Work to be completed: Among the entries below, find the lines holding "rack" and copy them.

== Raw data

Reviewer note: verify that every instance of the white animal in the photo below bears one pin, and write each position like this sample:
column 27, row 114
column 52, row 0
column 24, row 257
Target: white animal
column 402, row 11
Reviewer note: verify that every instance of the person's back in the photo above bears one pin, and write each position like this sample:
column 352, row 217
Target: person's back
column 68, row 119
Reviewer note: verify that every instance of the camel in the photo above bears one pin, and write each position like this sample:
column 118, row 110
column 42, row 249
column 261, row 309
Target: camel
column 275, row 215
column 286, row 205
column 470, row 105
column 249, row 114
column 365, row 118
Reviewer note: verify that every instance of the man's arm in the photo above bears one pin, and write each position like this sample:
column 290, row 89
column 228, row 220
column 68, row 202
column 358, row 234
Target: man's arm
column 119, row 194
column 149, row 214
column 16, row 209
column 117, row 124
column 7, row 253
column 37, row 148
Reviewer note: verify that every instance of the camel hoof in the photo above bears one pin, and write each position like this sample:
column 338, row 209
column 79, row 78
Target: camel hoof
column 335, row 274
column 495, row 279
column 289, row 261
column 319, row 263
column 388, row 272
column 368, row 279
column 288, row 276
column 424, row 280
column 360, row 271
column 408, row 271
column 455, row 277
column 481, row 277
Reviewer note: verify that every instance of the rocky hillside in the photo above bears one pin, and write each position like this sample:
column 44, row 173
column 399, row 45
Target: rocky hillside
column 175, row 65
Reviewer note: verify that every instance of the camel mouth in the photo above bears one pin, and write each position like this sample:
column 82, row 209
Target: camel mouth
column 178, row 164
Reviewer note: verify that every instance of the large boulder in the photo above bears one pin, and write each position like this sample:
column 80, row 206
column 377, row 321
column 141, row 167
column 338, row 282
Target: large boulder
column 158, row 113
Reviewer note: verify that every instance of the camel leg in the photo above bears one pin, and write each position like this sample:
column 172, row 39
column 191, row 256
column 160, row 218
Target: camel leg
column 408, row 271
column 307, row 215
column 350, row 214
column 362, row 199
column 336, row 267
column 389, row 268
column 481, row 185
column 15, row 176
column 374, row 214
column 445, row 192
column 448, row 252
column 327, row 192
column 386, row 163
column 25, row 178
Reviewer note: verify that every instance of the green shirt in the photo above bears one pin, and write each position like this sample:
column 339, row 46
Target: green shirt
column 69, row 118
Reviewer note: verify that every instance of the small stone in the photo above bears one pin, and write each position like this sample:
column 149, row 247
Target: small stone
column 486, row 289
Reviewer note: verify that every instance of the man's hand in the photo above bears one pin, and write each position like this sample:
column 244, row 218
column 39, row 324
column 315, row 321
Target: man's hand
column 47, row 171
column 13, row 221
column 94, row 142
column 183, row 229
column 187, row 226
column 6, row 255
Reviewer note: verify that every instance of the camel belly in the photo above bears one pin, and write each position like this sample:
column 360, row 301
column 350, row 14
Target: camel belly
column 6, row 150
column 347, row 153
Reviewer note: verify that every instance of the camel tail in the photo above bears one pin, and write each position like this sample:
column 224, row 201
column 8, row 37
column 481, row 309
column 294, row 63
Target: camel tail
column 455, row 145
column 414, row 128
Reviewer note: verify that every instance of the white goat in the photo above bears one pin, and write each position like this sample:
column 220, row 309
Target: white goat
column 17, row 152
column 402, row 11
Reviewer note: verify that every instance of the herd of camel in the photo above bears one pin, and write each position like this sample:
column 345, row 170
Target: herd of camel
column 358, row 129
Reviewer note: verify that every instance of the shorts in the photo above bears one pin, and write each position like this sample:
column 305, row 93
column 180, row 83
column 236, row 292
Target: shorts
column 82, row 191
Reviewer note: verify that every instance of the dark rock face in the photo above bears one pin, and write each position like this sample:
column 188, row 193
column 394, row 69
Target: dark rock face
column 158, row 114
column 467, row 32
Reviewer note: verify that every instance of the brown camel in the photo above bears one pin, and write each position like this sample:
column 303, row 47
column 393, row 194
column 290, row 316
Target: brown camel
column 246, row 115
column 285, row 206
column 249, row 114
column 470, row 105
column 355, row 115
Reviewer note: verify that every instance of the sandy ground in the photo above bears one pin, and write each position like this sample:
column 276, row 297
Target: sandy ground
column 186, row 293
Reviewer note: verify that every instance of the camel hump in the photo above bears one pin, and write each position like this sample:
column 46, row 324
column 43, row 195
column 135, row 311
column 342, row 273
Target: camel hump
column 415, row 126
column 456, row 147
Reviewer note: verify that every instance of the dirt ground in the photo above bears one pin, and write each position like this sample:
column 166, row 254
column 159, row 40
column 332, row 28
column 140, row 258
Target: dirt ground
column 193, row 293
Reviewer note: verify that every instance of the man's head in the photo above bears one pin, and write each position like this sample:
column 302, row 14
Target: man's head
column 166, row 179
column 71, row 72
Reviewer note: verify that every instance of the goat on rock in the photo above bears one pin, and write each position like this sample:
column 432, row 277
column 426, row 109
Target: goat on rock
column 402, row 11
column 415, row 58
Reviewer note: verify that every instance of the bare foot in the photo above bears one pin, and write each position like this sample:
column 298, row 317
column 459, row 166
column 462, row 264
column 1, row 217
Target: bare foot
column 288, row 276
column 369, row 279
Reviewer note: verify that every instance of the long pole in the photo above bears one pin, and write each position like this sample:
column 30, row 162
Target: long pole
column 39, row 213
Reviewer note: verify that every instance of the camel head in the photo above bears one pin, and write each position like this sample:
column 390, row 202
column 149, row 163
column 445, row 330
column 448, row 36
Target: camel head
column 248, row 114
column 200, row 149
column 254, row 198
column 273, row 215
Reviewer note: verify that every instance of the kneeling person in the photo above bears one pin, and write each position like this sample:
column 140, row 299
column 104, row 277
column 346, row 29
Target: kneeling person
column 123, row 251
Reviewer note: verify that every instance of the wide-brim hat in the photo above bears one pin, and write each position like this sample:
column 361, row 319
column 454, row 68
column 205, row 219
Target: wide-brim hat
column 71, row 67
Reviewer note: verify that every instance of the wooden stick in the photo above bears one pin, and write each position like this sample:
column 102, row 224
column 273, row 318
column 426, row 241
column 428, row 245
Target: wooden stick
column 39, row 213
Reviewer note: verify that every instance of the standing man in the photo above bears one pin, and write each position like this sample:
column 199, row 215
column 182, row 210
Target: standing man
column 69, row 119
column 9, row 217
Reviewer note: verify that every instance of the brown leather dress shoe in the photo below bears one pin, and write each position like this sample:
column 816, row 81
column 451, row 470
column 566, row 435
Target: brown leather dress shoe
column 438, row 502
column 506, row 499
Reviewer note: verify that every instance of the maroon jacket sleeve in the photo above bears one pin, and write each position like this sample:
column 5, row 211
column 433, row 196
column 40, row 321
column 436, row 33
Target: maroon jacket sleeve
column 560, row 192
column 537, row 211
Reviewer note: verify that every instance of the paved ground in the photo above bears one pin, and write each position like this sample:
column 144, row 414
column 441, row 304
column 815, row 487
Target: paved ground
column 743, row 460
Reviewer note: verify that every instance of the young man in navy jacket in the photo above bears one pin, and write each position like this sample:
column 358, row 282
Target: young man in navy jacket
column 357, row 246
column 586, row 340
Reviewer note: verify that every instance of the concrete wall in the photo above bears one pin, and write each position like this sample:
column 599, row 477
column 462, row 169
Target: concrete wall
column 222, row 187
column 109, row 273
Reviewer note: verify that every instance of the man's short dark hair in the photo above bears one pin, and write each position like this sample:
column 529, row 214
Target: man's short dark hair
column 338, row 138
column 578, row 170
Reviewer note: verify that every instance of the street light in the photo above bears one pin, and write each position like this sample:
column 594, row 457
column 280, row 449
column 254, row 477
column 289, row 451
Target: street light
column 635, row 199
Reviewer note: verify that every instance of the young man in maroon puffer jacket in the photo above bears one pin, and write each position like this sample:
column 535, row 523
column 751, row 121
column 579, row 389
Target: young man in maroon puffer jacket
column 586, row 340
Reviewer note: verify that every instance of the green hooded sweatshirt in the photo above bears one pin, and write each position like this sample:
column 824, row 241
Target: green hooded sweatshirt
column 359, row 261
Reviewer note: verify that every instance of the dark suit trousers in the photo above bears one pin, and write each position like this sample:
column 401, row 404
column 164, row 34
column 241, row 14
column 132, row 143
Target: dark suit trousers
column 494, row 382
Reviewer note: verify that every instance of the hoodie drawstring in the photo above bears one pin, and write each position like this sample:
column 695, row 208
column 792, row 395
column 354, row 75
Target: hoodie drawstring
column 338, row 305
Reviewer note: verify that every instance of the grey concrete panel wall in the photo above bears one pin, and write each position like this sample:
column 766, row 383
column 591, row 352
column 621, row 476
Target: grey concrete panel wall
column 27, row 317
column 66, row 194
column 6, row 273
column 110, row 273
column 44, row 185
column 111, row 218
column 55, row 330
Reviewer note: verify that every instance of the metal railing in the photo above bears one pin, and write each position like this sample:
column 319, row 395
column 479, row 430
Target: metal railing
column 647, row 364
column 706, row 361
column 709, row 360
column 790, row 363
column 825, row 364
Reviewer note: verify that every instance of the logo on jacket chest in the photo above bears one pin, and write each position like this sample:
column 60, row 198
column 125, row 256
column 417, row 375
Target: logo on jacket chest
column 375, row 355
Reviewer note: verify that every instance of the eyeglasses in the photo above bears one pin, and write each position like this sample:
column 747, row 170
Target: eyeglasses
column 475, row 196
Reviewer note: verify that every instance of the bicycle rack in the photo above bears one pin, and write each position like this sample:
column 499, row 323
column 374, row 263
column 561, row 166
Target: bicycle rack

====

Response to the task:
Reviewer note: verify that every instance of the bicycle rack in the photo above bears one pin, and write each position like this sample:
Target: bicycle rack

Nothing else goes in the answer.